◆ **HOW TO COMPLETE THIS TASK**
Only lines with the word "that" are needed; collect each of them from the listing below.
=== Section Start ===
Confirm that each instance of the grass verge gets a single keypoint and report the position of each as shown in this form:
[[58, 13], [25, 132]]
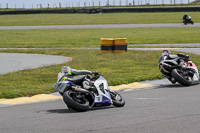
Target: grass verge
[[132, 66], [91, 37]]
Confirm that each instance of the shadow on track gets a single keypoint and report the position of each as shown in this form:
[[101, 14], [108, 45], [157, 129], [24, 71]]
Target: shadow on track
[[176, 85], [62, 111]]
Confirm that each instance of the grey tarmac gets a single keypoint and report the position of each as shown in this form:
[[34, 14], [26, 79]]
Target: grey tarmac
[[11, 62]]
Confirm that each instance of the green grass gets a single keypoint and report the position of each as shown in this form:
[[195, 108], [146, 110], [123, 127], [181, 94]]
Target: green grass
[[101, 18], [132, 66], [91, 37]]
=== Section End ===
◆ **RESPONSE TO THIS TASK**
Confirm that each instance of the grass verge gets a single keypoint and report the position of each as shown in this form:
Confirm that each instance of the shadow on track gets a single keypoint and report the position of each as shown in this form:
Confirm that each instance of the grey tarmac gets a single keypoint and report the position of each as shown in this form:
Confirm that each instance of the green grass gets a single keypoint and report the position of each as shown in this form:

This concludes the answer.